### Task
Write out all of the records precisely. Skip anything that is a picture.

### Data supplied
□ □ □ □ □
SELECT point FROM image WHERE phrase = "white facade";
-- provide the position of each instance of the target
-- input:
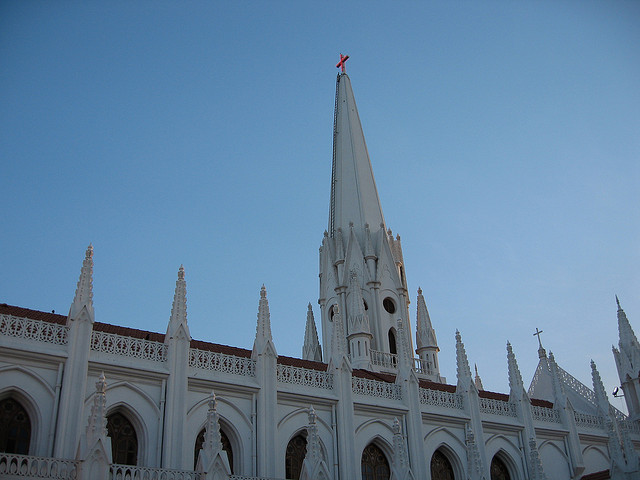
(371, 390)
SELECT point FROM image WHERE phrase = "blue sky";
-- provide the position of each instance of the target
(504, 136)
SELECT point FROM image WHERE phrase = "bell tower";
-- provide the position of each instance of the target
(361, 266)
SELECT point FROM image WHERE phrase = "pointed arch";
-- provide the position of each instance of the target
(124, 439)
(15, 427)
(374, 463)
(295, 454)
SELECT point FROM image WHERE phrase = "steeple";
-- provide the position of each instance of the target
(311, 349)
(179, 308)
(426, 341)
(263, 326)
(83, 300)
(354, 196)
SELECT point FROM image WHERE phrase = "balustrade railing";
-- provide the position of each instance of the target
(497, 407)
(37, 330)
(305, 376)
(384, 359)
(28, 466)
(128, 346)
(588, 421)
(439, 398)
(545, 414)
(222, 362)
(376, 388)
(131, 472)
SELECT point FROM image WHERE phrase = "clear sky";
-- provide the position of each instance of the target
(504, 136)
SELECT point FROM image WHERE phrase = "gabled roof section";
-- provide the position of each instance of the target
(354, 196)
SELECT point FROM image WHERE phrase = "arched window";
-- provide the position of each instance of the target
(226, 446)
(124, 441)
(296, 451)
(392, 342)
(15, 427)
(499, 470)
(441, 468)
(374, 464)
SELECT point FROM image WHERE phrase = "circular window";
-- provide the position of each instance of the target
(389, 305)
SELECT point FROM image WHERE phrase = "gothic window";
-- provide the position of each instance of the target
(374, 464)
(441, 468)
(124, 441)
(389, 305)
(296, 451)
(226, 446)
(15, 427)
(392, 342)
(499, 470)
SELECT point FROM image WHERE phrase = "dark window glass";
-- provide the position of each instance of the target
(374, 464)
(124, 441)
(226, 446)
(499, 470)
(15, 427)
(296, 451)
(441, 468)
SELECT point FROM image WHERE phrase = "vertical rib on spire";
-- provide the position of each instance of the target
(311, 349)
(351, 168)
(83, 299)
(515, 379)
(97, 425)
(179, 306)
(425, 334)
(598, 388)
(358, 321)
(462, 363)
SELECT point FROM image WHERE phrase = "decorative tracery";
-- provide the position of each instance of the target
(294, 456)
(441, 468)
(15, 427)
(374, 464)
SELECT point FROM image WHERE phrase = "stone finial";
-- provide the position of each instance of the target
(425, 334)
(462, 363)
(83, 299)
(474, 460)
(515, 378)
(311, 349)
(179, 308)
(212, 438)
(338, 339)
(537, 473)
(477, 380)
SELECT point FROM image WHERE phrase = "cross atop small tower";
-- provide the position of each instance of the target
(341, 63)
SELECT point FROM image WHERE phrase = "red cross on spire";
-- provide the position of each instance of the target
(343, 60)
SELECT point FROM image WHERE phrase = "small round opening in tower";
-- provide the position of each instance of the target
(389, 305)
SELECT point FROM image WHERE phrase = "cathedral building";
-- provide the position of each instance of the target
(90, 400)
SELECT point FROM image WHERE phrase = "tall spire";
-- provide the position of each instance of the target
(515, 378)
(311, 349)
(463, 370)
(351, 168)
(179, 307)
(83, 299)
(263, 326)
(425, 334)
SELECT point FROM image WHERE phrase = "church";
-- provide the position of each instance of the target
(81, 399)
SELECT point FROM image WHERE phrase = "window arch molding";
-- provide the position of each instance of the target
(233, 436)
(450, 454)
(36, 397)
(139, 427)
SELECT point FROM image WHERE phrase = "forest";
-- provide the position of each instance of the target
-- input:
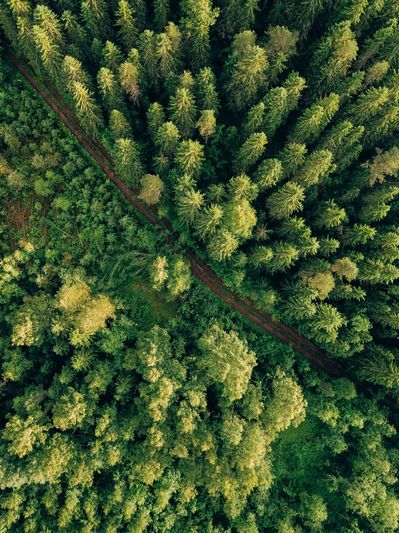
□ □ □ □ □
### Response to the task
SELECT point FROM image WHERE phrase = "white facade";
-- provide the position of each instance of the target
-- input:
(371, 390)
SELECT point FROM image WHERE phrase = "blue sky";
-- provide the position of each instance of the target
(504, 136)
SELECT point FROM image WHERE phrase = "bell tower";
-- provide the position of each instance of the target
(361, 266)
SELECT point FROM image WHERE phrase = "pointed arch";
-- provide the position of each instance of the target
(124, 439)
(15, 427)
(374, 463)
(295, 454)
SELECT point FROM image WHERE phrase = "steeple";
-- provide the position of each instance of the target
(311, 349)
(179, 308)
(426, 341)
(263, 326)
(83, 300)
(354, 196)
SELECT point FROM image WHERE phrase = "balustrade railing";
-- provide the position of each instance of the target
(497, 407)
(37, 330)
(305, 376)
(384, 359)
(28, 466)
(128, 346)
(588, 421)
(439, 398)
(545, 414)
(222, 362)
(376, 388)
(131, 472)
SELECT point FROM image WHERE phrase = "clear sky";
-- provide the position of each instance of the target
(504, 136)
SELECT point FROM image WHERE phrase = "gabled roof section";
-- provide the position of each instance of the target
(354, 196)
SELECT point FROM image WHERE phrase = "arched window";
-- provide the position of each instance of the target
(226, 446)
(124, 441)
(296, 451)
(392, 342)
(15, 427)
(499, 470)
(441, 468)
(374, 464)
SELECT point FROM image WHERE phrase = "circular window";
-- provide the position of each instance of the target
(389, 305)
SELECT point FROM image WHERE phrase = "gothic window";
-- provide the position of each instance of the target
(374, 464)
(441, 468)
(124, 441)
(389, 305)
(296, 451)
(226, 446)
(15, 427)
(392, 342)
(499, 470)
SELECT point FROM image WHERE phrase = "dark window glass";
-- provide the position of each instance of the target
(374, 464)
(124, 441)
(226, 446)
(499, 470)
(15, 427)
(296, 451)
(441, 468)
SELECT point FROM image WHERE phrase = "vertical rib on spire";
-- provide the position of each instance of the target
(311, 349)
(351, 168)
(83, 299)
(515, 379)
(97, 425)
(179, 306)
(425, 334)
(598, 388)
(358, 321)
(462, 363)
SELECT point FROM image WHERE phrase = "decorative tracery";
-- provide the position of each instance of the target
(294, 456)
(441, 468)
(15, 427)
(374, 464)
SELECT point FROM image WHERE phrase = "stone finial";
-- provide the position of each instance of the target
(425, 334)
(462, 363)
(83, 299)
(474, 460)
(515, 378)
(311, 349)
(179, 308)
(212, 438)
(338, 339)
(537, 473)
(477, 380)
SELECT point FROM image WHERE phrase = "cross atop small tower";
-- provide the position of each instance of the target
(341, 63)
SELECT point FROM image WHERE phrase = "red cross on spire";
-- provide the position of each instance of the target
(343, 60)
SELECT point FROM image WHERE phrase = "small round opening in tower";
-- provide the position of each instance of the target
(389, 305)
SELECT point FROM image WHERE phrase = "cathedral building";
-- provide the position of each instance of the target
(90, 400)
SELECT point FROM image WHERE phrase = "tall spire";
-- provide the position of each instance of the target
(515, 378)
(311, 349)
(463, 370)
(351, 168)
(179, 307)
(83, 299)
(263, 326)
(425, 334)
SELECT point FROM image WHERE phrase = "church";
-- provide the position of each instance of the target
(81, 399)
SELECT point FROM image WHERE phrase = "window arch molding";
-- provide the position of each instance of the target
(233, 436)
(450, 454)
(36, 397)
(139, 427)
SELECT point FROM image WHERE phrase = "forest";
-- provide the position of each instance of the target
-- input:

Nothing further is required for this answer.